─── Given records

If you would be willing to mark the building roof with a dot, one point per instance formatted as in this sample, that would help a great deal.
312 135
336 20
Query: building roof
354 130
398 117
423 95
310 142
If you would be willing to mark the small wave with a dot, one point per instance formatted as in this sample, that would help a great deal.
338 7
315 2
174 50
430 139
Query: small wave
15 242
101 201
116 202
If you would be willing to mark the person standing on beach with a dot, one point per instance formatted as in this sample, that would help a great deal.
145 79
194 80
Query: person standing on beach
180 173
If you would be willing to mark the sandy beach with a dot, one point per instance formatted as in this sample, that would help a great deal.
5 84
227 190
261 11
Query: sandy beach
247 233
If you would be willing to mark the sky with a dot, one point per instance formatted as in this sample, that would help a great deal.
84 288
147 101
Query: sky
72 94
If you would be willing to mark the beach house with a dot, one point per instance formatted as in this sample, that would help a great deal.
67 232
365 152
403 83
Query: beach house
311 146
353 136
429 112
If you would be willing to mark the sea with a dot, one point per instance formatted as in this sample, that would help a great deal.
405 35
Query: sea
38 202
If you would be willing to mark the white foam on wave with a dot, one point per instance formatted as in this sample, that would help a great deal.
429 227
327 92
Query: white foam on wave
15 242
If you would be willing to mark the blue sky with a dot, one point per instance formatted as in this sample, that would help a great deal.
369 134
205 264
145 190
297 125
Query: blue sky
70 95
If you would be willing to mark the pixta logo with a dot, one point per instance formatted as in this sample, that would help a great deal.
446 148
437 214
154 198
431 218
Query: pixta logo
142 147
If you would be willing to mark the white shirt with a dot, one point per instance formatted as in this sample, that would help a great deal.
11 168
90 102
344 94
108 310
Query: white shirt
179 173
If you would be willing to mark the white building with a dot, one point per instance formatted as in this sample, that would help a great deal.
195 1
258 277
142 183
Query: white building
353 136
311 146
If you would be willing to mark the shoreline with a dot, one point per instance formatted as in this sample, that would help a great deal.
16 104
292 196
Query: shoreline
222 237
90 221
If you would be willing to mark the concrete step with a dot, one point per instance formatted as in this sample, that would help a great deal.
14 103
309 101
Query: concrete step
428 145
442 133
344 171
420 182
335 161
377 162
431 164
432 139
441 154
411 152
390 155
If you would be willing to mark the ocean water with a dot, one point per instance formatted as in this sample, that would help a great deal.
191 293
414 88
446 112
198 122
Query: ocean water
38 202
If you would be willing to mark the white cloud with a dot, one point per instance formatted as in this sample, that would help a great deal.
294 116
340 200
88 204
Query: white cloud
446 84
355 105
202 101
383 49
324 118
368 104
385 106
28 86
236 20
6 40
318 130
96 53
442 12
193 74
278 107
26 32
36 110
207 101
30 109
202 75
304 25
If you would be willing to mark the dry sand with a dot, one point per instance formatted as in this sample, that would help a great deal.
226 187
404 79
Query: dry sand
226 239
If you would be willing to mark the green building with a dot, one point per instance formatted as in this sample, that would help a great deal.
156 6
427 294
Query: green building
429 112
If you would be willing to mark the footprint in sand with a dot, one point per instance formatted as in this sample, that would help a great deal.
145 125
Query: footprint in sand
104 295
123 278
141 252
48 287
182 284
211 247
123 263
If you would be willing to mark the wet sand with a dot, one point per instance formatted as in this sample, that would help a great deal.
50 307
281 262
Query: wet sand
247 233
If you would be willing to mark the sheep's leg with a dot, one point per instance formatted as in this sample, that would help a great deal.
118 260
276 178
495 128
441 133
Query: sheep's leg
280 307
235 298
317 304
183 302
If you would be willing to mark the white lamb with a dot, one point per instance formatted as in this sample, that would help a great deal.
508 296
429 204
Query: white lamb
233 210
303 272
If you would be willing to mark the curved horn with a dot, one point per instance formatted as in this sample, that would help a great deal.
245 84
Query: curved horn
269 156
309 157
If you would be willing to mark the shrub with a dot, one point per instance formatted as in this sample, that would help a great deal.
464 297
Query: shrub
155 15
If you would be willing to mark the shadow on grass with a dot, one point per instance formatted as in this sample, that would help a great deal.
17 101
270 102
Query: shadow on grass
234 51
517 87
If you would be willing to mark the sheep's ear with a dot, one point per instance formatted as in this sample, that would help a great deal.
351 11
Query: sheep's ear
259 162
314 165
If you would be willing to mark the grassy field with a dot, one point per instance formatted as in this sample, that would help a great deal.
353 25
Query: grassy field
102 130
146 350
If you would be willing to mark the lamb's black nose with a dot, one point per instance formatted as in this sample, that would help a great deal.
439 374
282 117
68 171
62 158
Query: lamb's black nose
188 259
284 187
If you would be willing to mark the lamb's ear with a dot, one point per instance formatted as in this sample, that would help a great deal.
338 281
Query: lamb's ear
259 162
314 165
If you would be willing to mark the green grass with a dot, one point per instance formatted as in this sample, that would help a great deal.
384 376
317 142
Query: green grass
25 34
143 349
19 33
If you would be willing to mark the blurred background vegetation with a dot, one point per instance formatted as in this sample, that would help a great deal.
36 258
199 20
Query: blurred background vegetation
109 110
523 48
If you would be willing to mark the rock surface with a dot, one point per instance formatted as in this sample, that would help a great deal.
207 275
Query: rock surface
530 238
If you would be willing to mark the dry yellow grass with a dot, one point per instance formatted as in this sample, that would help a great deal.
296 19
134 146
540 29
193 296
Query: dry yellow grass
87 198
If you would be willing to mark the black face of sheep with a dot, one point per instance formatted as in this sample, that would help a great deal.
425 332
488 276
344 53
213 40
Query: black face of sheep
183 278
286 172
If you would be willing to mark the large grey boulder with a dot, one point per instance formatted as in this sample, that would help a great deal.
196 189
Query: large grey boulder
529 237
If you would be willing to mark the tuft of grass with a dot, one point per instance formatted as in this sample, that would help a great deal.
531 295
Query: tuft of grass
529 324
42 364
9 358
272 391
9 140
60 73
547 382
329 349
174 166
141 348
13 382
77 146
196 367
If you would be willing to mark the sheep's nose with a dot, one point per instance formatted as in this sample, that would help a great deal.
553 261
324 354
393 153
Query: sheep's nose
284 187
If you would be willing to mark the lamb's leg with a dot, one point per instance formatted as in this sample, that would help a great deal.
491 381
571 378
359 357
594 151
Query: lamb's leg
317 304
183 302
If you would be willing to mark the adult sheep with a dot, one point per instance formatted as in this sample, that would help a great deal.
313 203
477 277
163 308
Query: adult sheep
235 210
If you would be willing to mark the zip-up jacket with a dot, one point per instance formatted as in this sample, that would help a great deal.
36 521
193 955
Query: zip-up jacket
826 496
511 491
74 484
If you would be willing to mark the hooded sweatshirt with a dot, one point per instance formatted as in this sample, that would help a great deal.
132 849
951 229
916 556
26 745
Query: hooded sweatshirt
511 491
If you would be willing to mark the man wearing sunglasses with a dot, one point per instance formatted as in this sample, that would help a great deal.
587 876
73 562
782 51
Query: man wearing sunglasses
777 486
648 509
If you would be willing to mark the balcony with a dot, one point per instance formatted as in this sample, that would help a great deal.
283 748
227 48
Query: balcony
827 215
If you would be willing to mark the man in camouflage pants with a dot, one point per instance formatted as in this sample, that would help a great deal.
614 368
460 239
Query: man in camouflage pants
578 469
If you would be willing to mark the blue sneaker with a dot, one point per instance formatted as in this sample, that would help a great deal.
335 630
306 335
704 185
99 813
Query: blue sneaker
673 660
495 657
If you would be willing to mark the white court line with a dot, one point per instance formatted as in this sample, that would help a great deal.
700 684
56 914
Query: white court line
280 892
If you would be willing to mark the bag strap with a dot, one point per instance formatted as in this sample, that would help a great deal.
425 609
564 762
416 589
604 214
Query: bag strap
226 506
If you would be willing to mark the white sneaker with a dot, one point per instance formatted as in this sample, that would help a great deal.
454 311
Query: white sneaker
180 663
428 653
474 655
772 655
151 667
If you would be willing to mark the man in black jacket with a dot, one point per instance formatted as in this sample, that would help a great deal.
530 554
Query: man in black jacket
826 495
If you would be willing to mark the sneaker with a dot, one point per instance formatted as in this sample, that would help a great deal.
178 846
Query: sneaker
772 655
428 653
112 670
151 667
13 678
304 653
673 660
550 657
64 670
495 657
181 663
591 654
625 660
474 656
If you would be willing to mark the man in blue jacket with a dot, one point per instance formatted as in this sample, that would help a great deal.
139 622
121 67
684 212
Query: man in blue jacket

──────

> **Problem details**
Extract, exactly as they appear, the lines from the one containing "If you would be willing to mark the white sneaker" through the final line.

> **Answer below**
If you would be willing to mark the white sneaker with a dot, one point per instance formatted as in this sample, that would help a great deal.
454 311
Query: white sneaker
180 663
428 653
474 655
772 655
151 667
If you would be willing to mark the man in black jacket with a dot, one point per instance formatted as in this sample, that would help a great deal.
530 554
Query: man in black jacket
826 495
If you would be willing to mark the sneaker with a dot, one point per instance formatted as in this sample, that would help a great deal.
178 846
Query: sneaker
772 655
428 653
112 670
151 667
13 678
304 653
673 660
550 657
64 670
495 657
181 663
591 654
625 660
474 656
If you would be willing to mark the man in blue jacket with a dot, one point per instance formatted as in this sample, that would help a great deal.
139 622
121 67
684 212
Query: man in blue jacket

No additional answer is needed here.